Lord Rooker: My Lords, as I have already said, they may not be returned, but if the situation in that country changes, they will be returned. That is the point. It has to be the consideration at the time when we want to remove a person. We want to make it clear that a person cannot commit a crime in a country where it is known that he or she will not be returned by the UK and still claim refugee status later when that country has a brand new government, is democratic and has good human rights structures. Such a person cannot say, "No, no. I am staying in the UK. That is where they gave me refugee status. I may have committed these serious crimes, but my human rights are affected". The Government could reply, "Sorry sunshine—back home".

A person would not be removed until the situation in his country has changed, but he would lose the permanent right that he gains now, which allows him to remain in the UK. That is the difference. We are not in the business of sending people back who have a well founded fear of persecution, of being tortured, murdered or whatever. We are not in that business. I want to make that absolutely clear.

■ ■ ■

> [Given problem] Write out, word for word, the part of Lord Rooker's remarks that starts with "A person would" and goes on through "that absolutely clear.".

■ ■ ■

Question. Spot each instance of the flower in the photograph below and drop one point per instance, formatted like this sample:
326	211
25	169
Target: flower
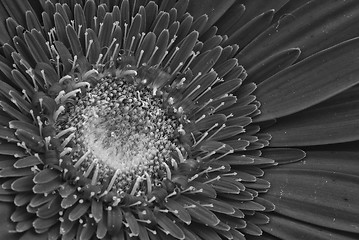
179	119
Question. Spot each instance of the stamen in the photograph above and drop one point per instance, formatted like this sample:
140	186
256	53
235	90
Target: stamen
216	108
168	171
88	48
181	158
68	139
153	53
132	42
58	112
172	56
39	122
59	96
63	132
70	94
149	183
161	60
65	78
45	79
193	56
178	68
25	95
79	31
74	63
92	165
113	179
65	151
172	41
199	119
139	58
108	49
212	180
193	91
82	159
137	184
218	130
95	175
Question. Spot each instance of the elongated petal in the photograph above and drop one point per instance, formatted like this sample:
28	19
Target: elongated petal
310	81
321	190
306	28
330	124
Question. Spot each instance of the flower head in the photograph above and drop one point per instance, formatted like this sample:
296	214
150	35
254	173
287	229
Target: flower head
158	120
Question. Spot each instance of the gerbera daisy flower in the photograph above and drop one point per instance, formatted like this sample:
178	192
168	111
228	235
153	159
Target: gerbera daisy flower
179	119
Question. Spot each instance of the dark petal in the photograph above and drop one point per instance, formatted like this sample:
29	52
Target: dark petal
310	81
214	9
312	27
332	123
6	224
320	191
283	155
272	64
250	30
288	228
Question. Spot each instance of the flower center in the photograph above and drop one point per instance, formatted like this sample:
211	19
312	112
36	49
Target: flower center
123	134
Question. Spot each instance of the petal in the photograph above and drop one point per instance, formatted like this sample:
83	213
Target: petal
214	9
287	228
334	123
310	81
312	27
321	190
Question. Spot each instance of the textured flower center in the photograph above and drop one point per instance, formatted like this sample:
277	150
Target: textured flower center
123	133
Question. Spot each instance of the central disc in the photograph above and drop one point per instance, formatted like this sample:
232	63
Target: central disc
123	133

■ ■ ■

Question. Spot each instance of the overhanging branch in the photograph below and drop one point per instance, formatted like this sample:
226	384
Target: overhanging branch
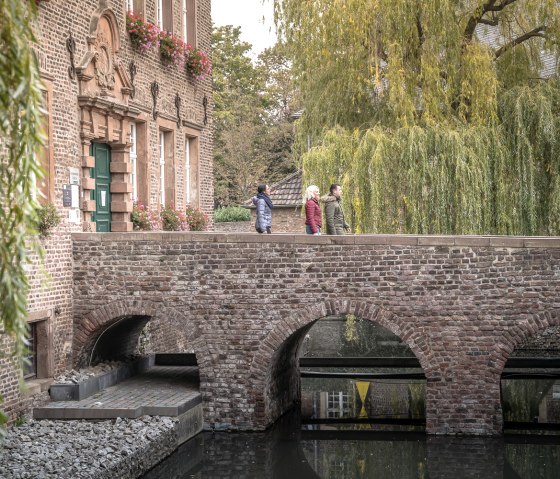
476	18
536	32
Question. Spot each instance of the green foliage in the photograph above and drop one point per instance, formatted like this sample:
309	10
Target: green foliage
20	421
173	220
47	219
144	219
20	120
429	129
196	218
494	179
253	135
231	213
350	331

■ ■ ■

> [Response to this task]
A person would not be removed until the situation in his country has changed, but he would lose the permanent right that he gains now, which allows him to remain in the UK. That is the difference. We are not in the business of sending people back who have a well founded fear of persecution, of being tortured, murdered or whatever. We are not in that business. I want to make that absolutely clear.